Nothing but the lines from the one that contains "of the flat" through the end of the data should be reproduced, and each must match exactly.

──────── Provided material ────────

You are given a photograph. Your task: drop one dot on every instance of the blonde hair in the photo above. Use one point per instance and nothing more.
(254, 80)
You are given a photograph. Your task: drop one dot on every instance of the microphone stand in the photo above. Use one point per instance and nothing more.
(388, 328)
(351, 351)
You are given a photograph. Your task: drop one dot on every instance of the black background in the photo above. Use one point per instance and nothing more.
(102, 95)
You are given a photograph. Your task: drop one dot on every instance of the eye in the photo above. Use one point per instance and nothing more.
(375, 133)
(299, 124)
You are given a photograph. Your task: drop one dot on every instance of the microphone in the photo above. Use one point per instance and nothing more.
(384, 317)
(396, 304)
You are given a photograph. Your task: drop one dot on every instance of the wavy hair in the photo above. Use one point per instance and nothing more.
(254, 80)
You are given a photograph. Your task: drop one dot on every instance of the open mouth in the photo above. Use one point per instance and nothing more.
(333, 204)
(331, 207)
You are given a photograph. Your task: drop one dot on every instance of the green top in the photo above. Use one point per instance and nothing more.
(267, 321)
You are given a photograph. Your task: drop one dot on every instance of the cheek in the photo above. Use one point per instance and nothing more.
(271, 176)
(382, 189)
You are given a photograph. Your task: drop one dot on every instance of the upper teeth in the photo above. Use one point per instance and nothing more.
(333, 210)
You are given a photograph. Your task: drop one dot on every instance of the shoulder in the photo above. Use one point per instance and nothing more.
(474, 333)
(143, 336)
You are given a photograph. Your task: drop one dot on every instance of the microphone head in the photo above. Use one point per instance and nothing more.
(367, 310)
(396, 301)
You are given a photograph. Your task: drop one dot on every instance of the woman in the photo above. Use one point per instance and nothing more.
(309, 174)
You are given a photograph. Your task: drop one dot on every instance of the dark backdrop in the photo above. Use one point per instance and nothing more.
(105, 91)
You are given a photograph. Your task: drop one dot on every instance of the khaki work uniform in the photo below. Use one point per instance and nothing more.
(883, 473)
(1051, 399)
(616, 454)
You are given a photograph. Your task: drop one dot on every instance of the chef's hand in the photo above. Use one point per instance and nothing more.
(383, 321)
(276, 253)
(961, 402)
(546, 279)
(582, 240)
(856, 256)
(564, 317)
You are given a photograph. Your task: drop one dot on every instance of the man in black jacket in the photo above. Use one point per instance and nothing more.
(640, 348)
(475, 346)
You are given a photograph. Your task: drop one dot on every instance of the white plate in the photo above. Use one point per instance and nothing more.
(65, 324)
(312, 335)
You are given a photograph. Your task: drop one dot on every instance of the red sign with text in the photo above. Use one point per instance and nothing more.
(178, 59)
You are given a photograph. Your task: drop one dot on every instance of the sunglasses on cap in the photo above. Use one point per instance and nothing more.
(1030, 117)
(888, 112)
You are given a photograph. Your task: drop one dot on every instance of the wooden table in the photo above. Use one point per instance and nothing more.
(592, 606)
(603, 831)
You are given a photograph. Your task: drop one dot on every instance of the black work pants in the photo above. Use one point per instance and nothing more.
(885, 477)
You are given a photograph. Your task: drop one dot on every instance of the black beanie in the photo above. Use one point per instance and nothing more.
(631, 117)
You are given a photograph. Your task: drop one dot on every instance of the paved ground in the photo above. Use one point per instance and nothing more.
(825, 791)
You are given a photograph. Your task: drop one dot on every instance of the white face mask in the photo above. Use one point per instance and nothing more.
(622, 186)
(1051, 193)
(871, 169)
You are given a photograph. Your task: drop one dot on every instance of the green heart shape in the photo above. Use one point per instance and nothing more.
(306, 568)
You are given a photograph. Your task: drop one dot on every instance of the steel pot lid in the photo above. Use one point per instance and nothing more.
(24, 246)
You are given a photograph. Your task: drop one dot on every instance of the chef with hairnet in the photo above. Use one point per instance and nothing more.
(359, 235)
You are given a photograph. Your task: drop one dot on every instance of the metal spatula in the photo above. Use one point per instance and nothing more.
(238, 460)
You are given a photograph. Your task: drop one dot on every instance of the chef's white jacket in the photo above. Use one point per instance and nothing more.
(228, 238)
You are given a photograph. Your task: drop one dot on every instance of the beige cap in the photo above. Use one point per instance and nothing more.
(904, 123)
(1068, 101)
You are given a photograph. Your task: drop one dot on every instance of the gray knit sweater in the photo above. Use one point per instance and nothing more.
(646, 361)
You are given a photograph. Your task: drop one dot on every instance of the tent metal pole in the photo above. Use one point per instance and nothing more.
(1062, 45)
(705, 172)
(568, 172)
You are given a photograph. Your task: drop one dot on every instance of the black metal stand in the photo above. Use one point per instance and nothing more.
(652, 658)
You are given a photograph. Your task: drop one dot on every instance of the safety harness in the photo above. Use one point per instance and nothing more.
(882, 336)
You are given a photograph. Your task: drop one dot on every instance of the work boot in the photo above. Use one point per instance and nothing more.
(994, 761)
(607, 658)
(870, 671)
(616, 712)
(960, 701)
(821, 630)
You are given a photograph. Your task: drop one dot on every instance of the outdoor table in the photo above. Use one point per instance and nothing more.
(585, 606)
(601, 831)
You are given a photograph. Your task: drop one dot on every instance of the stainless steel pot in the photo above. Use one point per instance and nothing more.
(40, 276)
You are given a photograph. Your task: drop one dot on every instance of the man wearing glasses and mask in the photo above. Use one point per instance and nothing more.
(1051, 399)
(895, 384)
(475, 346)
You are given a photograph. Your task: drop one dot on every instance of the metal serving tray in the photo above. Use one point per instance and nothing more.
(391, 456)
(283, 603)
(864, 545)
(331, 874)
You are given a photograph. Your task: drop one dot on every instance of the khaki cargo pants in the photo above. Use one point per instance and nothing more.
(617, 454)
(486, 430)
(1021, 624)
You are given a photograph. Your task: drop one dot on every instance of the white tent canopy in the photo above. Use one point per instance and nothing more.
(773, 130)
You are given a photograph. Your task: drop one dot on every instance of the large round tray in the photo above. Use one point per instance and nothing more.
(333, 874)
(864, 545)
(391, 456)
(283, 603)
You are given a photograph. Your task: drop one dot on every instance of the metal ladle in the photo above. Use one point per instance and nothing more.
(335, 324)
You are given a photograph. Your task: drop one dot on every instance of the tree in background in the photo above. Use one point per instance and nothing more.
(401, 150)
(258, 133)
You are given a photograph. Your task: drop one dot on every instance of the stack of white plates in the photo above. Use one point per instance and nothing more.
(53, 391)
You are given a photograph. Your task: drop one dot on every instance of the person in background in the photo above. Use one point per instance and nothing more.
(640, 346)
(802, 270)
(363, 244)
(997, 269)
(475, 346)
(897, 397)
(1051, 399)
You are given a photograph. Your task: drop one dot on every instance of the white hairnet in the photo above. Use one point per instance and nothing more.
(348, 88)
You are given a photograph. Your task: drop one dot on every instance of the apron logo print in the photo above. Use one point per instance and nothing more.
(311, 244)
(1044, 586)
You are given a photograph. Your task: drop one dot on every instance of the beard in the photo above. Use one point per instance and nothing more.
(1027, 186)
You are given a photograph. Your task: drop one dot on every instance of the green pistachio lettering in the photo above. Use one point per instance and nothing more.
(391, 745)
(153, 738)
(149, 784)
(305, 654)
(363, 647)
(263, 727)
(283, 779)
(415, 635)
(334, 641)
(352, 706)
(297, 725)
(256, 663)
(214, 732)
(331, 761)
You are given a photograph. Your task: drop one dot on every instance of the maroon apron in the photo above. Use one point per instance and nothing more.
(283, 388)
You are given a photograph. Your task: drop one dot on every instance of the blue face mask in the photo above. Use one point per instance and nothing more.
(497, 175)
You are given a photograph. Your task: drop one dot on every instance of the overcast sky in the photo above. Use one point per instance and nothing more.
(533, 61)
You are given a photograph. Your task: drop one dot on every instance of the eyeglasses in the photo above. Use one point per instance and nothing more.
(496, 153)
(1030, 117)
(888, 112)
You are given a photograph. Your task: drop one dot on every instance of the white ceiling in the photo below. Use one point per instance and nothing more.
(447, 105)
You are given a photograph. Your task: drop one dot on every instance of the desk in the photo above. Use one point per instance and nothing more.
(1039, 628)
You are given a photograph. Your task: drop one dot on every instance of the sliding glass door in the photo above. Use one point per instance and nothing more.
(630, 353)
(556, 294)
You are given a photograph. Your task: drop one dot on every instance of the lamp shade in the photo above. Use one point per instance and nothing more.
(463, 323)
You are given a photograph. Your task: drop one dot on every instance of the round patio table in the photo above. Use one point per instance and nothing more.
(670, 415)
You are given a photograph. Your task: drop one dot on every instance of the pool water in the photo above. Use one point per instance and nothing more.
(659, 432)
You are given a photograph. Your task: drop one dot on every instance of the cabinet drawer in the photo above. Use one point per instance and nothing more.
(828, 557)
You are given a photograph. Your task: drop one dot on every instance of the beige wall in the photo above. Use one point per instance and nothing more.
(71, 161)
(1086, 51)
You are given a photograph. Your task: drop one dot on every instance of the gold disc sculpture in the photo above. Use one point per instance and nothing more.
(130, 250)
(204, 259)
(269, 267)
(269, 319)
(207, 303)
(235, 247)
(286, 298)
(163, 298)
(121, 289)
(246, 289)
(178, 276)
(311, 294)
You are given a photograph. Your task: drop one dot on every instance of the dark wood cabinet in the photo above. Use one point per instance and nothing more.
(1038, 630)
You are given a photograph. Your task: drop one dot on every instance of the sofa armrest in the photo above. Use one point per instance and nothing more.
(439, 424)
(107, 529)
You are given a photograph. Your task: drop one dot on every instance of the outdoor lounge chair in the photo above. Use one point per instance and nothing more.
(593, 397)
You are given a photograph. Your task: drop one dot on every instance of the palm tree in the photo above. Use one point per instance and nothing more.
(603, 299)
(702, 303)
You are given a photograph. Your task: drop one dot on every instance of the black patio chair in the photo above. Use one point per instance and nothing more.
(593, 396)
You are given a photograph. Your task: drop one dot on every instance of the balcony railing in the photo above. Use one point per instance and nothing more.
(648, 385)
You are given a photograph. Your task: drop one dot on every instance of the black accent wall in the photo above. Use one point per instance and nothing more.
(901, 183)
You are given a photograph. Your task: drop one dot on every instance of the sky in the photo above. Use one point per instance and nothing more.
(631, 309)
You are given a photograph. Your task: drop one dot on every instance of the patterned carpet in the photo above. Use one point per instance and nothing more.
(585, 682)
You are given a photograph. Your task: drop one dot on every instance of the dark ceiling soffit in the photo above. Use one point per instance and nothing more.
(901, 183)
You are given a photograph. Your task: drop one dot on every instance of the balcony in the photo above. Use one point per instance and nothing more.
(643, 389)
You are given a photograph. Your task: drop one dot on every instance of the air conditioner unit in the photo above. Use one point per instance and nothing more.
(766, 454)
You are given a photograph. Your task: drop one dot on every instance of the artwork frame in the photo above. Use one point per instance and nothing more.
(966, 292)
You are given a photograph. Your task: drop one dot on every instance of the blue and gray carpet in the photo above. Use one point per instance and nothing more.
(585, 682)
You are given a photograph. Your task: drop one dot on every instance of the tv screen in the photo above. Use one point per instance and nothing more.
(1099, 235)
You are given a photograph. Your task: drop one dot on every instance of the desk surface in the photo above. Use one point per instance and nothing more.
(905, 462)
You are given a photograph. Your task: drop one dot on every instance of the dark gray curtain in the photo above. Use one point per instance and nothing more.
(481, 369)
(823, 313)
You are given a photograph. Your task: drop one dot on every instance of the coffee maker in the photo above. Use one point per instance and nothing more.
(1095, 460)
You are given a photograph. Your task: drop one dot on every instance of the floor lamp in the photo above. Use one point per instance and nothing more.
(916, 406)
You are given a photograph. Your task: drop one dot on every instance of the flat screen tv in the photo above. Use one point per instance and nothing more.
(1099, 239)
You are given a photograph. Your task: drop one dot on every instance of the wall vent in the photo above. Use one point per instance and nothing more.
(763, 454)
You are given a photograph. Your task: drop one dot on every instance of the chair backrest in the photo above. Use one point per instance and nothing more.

────────

> **Problem solution**:
You are given a photograph. Your task: drop one dot on every instance of the flat screen tv in the photo above. Use one point per instance and nothing more.
(1099, 239)
You are given a photograph. Your task: drop one dot on every instance of the wall vent in the photo above. Use one point per instance and nothing more.
(763, 454)
You are given a photograph. Your task: drop one dot on every instance of the chair backrest in the photo above. Use one point per instance and nothing more.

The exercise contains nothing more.